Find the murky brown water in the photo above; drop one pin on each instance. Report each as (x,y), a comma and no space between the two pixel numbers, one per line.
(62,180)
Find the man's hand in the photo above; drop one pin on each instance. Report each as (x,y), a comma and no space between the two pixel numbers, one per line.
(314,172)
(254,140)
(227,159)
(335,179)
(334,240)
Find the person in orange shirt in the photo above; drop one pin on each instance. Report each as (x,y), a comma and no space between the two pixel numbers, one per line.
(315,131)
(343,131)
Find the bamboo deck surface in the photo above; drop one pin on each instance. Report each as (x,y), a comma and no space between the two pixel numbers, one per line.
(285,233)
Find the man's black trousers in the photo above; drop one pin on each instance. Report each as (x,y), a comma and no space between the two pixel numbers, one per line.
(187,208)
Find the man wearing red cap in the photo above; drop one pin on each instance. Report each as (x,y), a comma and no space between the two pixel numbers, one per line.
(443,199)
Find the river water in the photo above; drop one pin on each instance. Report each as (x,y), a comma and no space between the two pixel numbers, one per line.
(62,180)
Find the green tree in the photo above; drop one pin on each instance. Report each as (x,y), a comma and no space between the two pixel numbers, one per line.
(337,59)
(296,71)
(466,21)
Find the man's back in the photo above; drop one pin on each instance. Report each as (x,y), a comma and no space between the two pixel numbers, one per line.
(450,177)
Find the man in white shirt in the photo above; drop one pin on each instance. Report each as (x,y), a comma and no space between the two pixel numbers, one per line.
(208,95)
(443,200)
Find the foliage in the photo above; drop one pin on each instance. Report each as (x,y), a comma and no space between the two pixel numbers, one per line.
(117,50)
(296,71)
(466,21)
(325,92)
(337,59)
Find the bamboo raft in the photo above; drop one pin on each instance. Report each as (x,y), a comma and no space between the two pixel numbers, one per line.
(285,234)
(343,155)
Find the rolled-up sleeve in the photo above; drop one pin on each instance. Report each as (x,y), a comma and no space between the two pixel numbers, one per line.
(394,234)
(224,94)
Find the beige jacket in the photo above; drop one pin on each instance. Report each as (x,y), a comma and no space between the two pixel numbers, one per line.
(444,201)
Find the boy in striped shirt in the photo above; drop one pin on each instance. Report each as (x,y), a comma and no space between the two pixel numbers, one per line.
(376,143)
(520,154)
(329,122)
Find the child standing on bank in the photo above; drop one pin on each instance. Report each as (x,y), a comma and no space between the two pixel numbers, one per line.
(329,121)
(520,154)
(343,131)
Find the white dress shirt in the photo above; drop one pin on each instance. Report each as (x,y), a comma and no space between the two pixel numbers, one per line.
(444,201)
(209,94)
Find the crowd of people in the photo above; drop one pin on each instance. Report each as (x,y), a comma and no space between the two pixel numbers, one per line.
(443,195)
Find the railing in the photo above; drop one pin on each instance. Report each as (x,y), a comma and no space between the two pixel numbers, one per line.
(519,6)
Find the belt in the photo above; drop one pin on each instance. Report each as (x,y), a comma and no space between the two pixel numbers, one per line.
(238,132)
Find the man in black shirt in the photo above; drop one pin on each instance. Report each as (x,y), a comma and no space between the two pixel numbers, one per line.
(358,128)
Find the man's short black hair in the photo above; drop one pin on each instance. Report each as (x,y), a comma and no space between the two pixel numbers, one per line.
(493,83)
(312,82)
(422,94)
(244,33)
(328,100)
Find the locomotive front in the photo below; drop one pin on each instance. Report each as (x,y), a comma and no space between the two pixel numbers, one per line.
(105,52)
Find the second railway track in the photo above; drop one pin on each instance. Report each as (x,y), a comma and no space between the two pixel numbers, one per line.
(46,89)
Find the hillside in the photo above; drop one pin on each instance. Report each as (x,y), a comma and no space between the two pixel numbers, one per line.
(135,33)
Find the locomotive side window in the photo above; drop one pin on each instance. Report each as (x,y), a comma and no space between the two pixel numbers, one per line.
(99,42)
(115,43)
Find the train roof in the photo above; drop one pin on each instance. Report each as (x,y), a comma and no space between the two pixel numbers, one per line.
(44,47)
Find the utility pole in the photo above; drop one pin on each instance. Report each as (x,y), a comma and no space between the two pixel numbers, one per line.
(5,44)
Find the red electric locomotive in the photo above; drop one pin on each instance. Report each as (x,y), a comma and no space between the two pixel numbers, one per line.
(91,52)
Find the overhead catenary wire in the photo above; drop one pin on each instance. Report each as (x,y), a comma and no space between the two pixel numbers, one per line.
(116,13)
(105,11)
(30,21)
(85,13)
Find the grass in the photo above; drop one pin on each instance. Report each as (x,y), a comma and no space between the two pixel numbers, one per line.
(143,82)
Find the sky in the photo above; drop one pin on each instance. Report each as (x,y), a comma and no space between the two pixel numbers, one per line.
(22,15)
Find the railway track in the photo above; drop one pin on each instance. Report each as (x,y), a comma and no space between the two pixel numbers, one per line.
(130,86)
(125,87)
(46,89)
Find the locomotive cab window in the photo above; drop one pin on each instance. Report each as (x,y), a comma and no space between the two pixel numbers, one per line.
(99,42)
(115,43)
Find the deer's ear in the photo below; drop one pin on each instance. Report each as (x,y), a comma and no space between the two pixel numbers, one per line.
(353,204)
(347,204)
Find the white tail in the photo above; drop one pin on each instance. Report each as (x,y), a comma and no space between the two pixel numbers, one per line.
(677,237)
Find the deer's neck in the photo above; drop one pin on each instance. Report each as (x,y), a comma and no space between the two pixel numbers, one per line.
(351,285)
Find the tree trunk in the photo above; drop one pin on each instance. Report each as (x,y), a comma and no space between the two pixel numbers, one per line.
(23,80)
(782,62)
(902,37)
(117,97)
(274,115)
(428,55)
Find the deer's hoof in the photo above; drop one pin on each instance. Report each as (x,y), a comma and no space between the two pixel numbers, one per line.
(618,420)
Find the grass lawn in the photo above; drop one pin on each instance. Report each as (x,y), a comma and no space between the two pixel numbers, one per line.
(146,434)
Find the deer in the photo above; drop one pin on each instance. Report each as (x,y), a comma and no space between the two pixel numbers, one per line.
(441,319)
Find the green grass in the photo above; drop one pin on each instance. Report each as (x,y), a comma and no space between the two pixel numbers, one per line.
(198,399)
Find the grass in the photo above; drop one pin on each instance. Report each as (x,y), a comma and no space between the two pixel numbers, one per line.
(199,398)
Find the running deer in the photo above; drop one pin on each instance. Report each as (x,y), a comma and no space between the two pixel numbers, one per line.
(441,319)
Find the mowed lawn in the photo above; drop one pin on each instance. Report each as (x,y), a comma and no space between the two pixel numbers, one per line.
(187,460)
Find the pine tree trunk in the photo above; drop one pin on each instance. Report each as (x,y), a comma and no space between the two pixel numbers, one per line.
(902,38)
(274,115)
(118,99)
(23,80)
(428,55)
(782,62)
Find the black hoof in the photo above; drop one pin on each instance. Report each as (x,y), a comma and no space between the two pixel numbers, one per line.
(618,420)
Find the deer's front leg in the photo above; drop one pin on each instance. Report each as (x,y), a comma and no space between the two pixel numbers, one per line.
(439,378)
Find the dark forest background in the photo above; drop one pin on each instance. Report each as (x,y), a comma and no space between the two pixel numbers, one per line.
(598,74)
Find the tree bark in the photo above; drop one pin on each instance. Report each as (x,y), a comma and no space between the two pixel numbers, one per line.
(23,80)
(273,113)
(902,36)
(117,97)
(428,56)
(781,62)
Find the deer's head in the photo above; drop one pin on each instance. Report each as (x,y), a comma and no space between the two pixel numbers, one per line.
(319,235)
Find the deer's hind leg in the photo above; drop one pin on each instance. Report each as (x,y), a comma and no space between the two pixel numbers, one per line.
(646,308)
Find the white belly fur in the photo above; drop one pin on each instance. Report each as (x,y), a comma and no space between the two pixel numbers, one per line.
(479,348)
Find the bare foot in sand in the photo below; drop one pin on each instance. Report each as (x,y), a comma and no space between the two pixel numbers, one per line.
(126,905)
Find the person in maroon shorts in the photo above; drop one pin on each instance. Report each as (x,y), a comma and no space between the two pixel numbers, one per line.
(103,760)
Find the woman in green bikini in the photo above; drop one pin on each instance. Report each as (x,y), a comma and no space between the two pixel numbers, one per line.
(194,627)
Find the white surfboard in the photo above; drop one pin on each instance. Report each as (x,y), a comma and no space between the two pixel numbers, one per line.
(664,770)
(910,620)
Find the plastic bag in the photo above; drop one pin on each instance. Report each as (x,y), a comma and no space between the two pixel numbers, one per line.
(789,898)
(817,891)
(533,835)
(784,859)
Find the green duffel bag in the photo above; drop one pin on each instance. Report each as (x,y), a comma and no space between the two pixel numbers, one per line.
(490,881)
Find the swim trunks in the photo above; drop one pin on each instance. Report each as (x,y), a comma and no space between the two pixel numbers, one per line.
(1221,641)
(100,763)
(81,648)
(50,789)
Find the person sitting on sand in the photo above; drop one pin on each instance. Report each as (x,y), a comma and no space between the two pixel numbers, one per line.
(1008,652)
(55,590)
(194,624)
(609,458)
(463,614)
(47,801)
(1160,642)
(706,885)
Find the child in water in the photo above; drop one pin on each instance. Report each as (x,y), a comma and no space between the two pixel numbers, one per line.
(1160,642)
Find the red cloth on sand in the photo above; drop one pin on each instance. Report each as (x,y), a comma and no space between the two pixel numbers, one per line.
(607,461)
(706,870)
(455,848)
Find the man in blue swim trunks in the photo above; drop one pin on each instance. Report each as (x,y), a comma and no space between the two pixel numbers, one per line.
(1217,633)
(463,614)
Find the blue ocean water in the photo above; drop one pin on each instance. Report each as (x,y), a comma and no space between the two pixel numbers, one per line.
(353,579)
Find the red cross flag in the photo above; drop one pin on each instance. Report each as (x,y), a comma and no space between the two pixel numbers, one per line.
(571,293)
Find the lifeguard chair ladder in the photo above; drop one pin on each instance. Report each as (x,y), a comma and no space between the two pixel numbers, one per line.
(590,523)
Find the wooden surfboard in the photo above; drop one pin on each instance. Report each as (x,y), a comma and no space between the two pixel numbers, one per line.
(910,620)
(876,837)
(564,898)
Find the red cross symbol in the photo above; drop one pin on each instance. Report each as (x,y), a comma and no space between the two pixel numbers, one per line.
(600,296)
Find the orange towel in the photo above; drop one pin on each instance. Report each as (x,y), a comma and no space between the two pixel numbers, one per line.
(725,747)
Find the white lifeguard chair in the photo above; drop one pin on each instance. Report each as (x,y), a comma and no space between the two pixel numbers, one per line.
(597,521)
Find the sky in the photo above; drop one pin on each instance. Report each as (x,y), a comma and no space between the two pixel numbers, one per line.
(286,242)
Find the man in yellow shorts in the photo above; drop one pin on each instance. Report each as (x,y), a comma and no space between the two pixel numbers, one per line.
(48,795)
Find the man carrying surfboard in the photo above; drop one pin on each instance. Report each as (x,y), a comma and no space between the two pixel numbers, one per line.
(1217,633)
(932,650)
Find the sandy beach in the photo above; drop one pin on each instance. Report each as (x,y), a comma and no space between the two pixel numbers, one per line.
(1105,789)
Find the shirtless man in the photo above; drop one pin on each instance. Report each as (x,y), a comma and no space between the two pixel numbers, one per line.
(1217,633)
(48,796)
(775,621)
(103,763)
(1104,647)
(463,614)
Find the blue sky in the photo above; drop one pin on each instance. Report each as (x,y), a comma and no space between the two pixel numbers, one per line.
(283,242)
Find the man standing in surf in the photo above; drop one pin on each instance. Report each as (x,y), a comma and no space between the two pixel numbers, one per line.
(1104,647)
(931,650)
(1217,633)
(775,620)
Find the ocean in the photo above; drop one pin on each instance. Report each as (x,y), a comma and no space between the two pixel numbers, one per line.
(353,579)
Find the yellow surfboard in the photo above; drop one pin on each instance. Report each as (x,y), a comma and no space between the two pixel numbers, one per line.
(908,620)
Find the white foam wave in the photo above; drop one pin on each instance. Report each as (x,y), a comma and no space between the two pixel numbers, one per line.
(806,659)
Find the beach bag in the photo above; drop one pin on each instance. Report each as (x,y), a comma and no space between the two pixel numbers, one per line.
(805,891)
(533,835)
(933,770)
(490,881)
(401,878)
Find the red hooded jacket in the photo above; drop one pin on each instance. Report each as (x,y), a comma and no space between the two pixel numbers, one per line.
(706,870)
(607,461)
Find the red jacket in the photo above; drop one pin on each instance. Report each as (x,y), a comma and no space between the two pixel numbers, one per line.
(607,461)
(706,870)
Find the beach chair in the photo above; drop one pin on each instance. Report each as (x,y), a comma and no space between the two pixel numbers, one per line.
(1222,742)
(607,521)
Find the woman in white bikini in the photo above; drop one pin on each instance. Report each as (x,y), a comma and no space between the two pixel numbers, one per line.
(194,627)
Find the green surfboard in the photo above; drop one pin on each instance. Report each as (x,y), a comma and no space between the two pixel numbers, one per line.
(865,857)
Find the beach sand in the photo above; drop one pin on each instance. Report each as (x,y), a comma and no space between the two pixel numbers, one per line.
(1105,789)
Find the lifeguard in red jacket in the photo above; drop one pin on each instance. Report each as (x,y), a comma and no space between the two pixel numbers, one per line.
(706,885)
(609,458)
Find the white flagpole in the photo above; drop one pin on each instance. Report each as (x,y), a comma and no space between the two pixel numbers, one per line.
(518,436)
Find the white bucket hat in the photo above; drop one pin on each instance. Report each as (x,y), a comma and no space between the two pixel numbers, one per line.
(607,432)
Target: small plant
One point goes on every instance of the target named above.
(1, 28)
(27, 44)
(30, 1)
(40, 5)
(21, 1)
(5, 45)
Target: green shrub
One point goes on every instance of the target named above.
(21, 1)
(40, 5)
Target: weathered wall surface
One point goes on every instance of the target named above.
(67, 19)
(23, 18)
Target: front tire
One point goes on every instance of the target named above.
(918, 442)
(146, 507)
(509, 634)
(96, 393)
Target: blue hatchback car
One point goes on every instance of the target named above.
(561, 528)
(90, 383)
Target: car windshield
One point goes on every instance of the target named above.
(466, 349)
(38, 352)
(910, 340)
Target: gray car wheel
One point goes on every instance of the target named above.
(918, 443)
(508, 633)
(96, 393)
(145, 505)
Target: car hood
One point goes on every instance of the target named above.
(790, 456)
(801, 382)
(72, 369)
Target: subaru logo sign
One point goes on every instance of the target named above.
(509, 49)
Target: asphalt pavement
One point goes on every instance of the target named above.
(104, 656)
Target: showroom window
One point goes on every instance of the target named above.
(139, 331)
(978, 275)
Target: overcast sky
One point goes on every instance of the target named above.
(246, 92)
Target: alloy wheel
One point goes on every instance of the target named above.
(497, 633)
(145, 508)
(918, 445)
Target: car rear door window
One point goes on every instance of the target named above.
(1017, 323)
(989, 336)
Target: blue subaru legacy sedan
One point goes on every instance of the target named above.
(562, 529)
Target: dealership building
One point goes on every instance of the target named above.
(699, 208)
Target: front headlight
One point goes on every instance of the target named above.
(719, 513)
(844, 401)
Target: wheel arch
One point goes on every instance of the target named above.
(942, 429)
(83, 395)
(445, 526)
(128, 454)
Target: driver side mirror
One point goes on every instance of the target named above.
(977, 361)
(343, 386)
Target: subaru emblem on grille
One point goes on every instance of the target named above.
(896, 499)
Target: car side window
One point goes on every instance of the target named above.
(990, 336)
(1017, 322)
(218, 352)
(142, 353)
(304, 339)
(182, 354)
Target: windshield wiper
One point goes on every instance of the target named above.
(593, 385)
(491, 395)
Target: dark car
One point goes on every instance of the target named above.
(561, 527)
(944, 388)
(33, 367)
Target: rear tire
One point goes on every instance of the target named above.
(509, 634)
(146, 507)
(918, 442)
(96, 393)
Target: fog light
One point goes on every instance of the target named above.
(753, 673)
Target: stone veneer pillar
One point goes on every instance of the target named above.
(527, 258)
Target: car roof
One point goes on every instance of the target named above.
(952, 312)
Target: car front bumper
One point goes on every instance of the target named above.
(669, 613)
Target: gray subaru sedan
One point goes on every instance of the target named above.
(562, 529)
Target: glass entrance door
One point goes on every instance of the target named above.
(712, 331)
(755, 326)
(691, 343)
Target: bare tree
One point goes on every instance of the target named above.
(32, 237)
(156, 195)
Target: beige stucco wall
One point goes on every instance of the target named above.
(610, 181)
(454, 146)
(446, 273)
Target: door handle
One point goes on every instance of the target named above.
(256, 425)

________

## Your instructions
Return from the data every line that holds "wheel".

## Answer section
Target: gray car wheel
Target: alloy wheel
Target: wheel arch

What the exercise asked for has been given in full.